[Boundary labeling items]
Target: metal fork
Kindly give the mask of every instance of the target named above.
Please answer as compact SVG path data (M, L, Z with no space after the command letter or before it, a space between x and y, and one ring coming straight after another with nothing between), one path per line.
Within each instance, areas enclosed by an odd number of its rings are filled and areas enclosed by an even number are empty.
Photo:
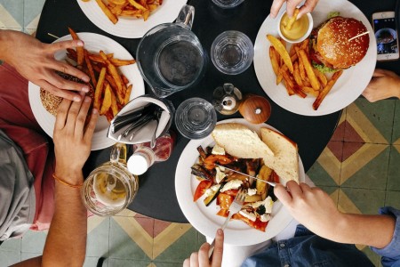
M225 220L224 224L222 224L222 227L220 228L220 229L222 229L222 231L224 231L225 227L227 227L228 222L229 222L232 215L235 214L236 213L238 213L241 210L246 195L247 195L247 190L243 190L243 189L239 190L236 196L235 197L234 201L229 206L229 209L228 209L229 214L228 215L227 219ZM215 246L215 239L212 240L212 242L210 245L210 250L208 251L209 258L211 258L212 256L212 253L214 252L214 246Z

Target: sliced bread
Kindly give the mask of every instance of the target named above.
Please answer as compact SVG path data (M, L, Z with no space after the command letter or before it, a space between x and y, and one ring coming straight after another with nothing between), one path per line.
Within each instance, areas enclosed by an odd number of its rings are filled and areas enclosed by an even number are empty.
M264 158L274 156L257 133L236 123L217 125L212 133L215 142L225 151L241 158Z
M261 128L261 140L274 152L275 156L264 157L264 164L273 169L286 182L299 182L299 156L297 143L286 136L268 128Z

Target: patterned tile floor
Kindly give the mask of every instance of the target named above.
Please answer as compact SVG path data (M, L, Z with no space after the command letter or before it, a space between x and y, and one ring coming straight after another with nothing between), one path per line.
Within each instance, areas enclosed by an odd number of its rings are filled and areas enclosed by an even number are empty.
M44 0L0 0L0 28L33 34ZM358 99L344 109L331 142L308 171L344 212L376 214L384 205L400 208L400 101ZM42 253L46 232L28 232L0 247L0 266ZM181 266L204 241L190 224L170 223L124 211L91 217L84 266ZM380 258L359 246L380 266Z

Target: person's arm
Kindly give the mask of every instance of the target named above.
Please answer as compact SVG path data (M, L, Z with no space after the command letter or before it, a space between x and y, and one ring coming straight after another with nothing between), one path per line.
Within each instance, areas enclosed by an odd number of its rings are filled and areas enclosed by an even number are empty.
M84 46L80 40L43 44L35 37L15 30L0 30L0 60L14 67L25 78L52 94L73 101L81 101L76 92L88 92L85 85L68 81L58 76L58 70L85 82L89 77L83 71L54 59L59 50Z
M276 18L284 3L286 2L286 12L289 17L292 17L296 7L303 2L303 0L274 0L271 6L271 17ZM300 18L306 13L311 12L316 8L318 0L306 0L300 7L298 17Z
M224 250L224 231L221 229L219 229L215 235L215 247L211 262L208 258L209 250L210 244L204 243L198 252L192 253L190 257L183 262L183 267L220 267Z
M393 71L376 69L363 95L370 102L389 97L400 98L400 77Z
M292 215L309 231L324 239L377 248L390 243L396 219L390 215L340 213L332 198L319 188L287 182L288 191L276 185L275 194Z
M16 266L82 266L86 252L87 211L79 186L84 182L82 168L91 152L98 111L93 109L87 126L90 97L82 102L63 100L54 126L56 157L55 207L43 256ZM82 104L81 104L82 103ZM68 183L69 185L67 185ZM71 186L72 185L72 186Z

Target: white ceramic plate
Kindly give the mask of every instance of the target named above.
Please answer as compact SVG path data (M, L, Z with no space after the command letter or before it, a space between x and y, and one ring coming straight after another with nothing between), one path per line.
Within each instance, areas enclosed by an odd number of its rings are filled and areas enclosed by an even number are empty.
M94 33L78 33L79 38L84 42L84 47L89 52L99 53L102 50L106 53L114 53L114 57L132 60L132 56L121 44L116 41ZM56 42L70 40L71 36L65 36ZM54 57L62 61L66 58L66 51L59 51L54 54ZM144 94L144 82L140 76L138 66L136 64L122 66L118 68L121 72L132 83L133 87L131 93L130 99L133 99ZM55 117L49 113L43 106L40 100L40 87L29 82L28 95L30 108L33 114L39 123L40 126L51 137L52 137L52 131L54 128ZM112 146L116 142L107 137L109 123L104 116L100 116L97 122L96 129L92 141L92 150L98 150Z
M96 1L76 1L84 13L94 25L113 36L124 38L140 38L158 24L172 22L187 2L187 0L164 0L163 4L153 11L146 21L143 19L119 17L118 22L113 24Z
M280 14L285 10L286 7L284 5L276 18L279 18ZM278 36L278 20L274 20L270 16L267 17L257 35L254 45L254 69L257 78L272 101L293 113L321 116L340 110L353 102L363 93L372 77L377 53L376 39L370 21L356 5L348 1L321 0L311 13L314 27L316 28L325 21L330 12L340 12L342 17L361 20L370 32L370 46L365 57L358 64L343 72L317 110L314 110L312 108L315 97L308 96L302 99L298 95L289 96L283 84L276 85L276 75L272 70L268 55L270 43L267 40L266 36L271 34Z
M266 125L252 125L244 118L233 118L223 120L220 123L240 123L260 134L260 128L268 127L274 130L274 127ZM193 196L199 182L191 174L190 167L198 159L196 148L202 146L205 148L213 145L214 141L211 135L199 140L190 141L180 155L175 173L175 190L180 209L188 221L202 234L206 237L213 238L217 229L223 224L225 218L217 215L220 207L213 201L209 206L205 206L203 202L203 196L196 202L193 202ZM306 174L304 173L303 164L299 157L300 180L304 182ZM265 232L255 230L242 221L232 220L225 229L226 244L236 246L254 245L265 240L270 239L281 232L289 224L292 219L289 212L282 206L279 201L275 202L272 209L272 219L269 221Z

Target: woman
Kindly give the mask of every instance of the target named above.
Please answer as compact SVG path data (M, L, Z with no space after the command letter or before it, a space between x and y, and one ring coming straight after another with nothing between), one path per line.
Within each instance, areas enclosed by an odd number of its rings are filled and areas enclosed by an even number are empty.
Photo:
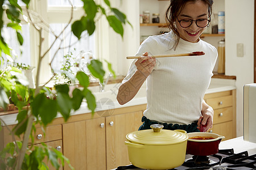
M161 124L164 129L199 131L212 127L213 110L204 100L217 57L216 49L200 40L210 21L212 0L171 0L166 11L168 33L141 44L117 99L124 104L147 84L147 109L139 130ZM153 58L150 55L204 52L205 55Z

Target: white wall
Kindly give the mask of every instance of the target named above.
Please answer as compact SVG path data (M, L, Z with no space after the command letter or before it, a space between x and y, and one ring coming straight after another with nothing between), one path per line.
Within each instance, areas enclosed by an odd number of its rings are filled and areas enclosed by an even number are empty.
M243 135L243 90L253 83L254 0L225 0L226 74L237 80L237 135ZM237 57L237 44L243 43L244 56Z

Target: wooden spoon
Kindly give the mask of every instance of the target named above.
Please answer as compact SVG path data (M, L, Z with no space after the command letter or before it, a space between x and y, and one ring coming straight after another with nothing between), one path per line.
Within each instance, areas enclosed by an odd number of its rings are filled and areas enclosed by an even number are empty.
M203 52L195 52L190 53L176 54L164 54L164 55L153 55L150 56L152 58L171 57L183 57L183 56L195 56L204 55ZM139 58L141 56L128 56L127 59Z

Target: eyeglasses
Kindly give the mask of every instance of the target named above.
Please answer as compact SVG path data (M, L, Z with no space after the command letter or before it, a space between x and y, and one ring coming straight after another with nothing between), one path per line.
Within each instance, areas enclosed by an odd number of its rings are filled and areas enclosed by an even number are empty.
M197 20L193 20L191 19L183 19L180 20L177 18L177 20L180 23L180 27L183 28L187 28L192 25L193 22L196 22L196 24L199 28L204 28L207 27L210 22L210 19L199 19Z

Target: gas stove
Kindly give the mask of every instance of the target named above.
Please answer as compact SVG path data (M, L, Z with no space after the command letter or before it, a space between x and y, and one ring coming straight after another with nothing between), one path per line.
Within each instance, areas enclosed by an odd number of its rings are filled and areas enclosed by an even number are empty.
M182 165L171 169L244 169L256 170L256 143L244 141L242 137L224 141L220 144L216 154L195 156L187 154ZM227 148L234 147L234 148ZM248 150L245 150L247 149ZM133 165L118 167L116 170L142 170ZM170 169L170 170L171 170Z

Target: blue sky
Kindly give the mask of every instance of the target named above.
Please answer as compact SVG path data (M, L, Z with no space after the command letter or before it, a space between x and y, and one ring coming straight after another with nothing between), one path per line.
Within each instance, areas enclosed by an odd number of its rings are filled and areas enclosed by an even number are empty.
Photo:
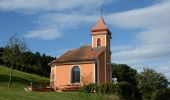
M18 33L31 51L60 56L91 44L101 8L112 62L154 68L170 79L170 0L0 0L0 46Z

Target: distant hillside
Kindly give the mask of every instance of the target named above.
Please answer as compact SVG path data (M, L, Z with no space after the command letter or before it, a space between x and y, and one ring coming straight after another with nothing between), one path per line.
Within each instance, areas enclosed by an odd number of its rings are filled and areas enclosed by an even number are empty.
M10 69L0 66L0 85L6 85L9 79ZM13 70L12 86L28 86L30 82L49 82L48 78Z

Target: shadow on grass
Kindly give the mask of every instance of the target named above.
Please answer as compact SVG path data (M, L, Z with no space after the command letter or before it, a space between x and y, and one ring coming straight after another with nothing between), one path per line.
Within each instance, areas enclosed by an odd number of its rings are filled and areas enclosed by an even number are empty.
M3 75L0 74L0 83L8 83L9 81L9 75ZM36 80L27 80L25 78L20 78L20 77L16 77L16 76L12 76L12 80L11 80L11 85L30 85L31 82L37 82Z

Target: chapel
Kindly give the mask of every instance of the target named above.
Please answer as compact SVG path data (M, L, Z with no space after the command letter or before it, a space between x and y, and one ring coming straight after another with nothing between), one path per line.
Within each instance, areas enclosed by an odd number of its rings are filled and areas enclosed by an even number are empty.
M102 16L90 35L90 45L69 50L50 62L50 82L54 87L111 82L111 32Z

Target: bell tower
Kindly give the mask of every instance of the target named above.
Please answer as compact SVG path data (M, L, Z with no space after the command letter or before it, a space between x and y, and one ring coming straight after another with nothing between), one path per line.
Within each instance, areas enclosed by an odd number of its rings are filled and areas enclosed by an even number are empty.
M101 16L97 24L91 29L92 48L106 48L104 52L104 70L105 82L110 82L112 78L111 72L111 51L110 39L111 32L106 26L103 17Z
M91 29L92 48L105 46L110 50L111 32L107 28L103 17L100 17L97 24Z

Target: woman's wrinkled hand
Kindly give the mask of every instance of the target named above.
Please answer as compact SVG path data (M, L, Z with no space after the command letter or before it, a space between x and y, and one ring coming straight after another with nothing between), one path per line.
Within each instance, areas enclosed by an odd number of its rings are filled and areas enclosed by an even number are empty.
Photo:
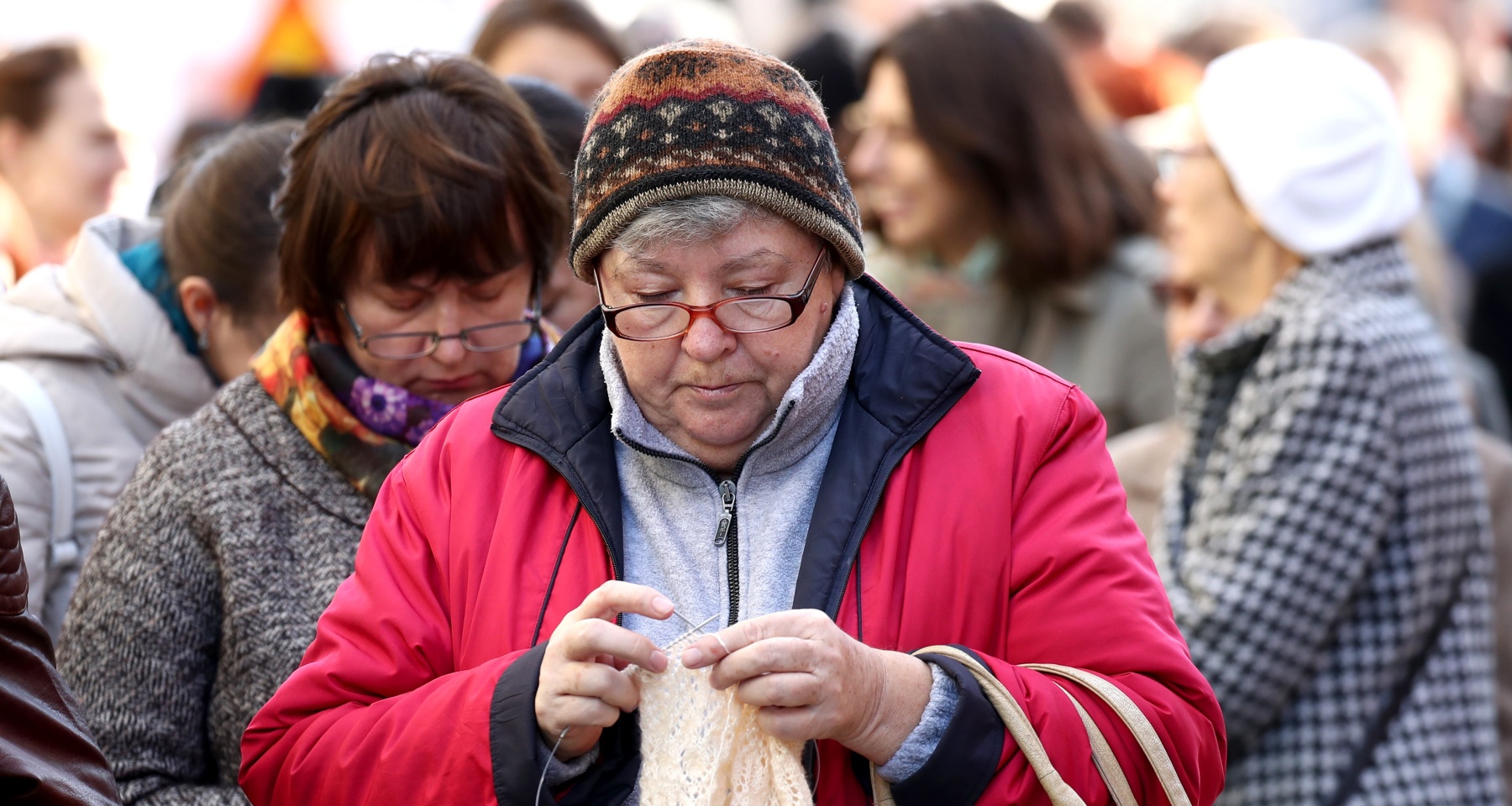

* [EXERCISE BRIEF]: Turn everything in the listing from the line containing "Target: white ceramic plate" down to and including the line containing "M280 14L285 10L286" into a numbered list, one item per line, leaving out any blank lines.

* [ANSWER TO THE TASK]:
1. Target: white ceramic plate
2. Kindly give the mask of every instance of the target named above.
3. Please answer as compact SVG path data (M, L, Z with no space after the command letter or before it, a space between x and y, and one ring coming straight after another with nothing between), one path per line.
4. Within each instance, areas enclosed by an odd number of its rings are filled and areas enclosed by an even number are empty.
5. M94 33L78 33L79 38L84 42L84 47L89 52L99 53L102 50L106 53L114 53L114 57L132 60L132 56L121 44L116 41ZM56 42L70 40L71 36L65 36ZM54 57L62 61L66 58L66 51L59 51L54 54ZM144 94L144 82L140 76L138 66L136 64L122 66L118 68L121 72L132 83L133 87L131 93L130 99L133 99ZM55 117L49 113L43 106L40 100L40 87L29 82L28 95L30 108L33 114L39 123L40 126L51 137L52 137L52 131L54 128ZM112 146L116 142L107 137L109 123L104 116L100 116L97 122L96 129L92 141L92 150L98 150Z
6. M96 1L76 1L84 13L94 25L113 36L124 38L140 38L158 24L172 22L187 2L187 0L164 0L163 4L153 11L146 21L143 19L119 17L118 22L113 24Z
7. M280 14L285 10L286 7L284 5L276 18L279 18ZM278 36L278 20L274 20L270 16L267 17L257 35L254 45L254 69L257 78L272 101L293 113L321 116L340 110L353 102L363 93L372 77L377 53L376 39L370 21L356 5L348 1L321 0L311 13L314 27L316 28L325 21L330 12L340 12L342 17L361 20L370 32L370 46L365 57L358 64L343 72L317 110L314 110L312 108L315 97L308 96L302 99L298 95L289 96L283 84L276 85L276 75L272 70L268 55L270 43L267 40L266 36L271 34Z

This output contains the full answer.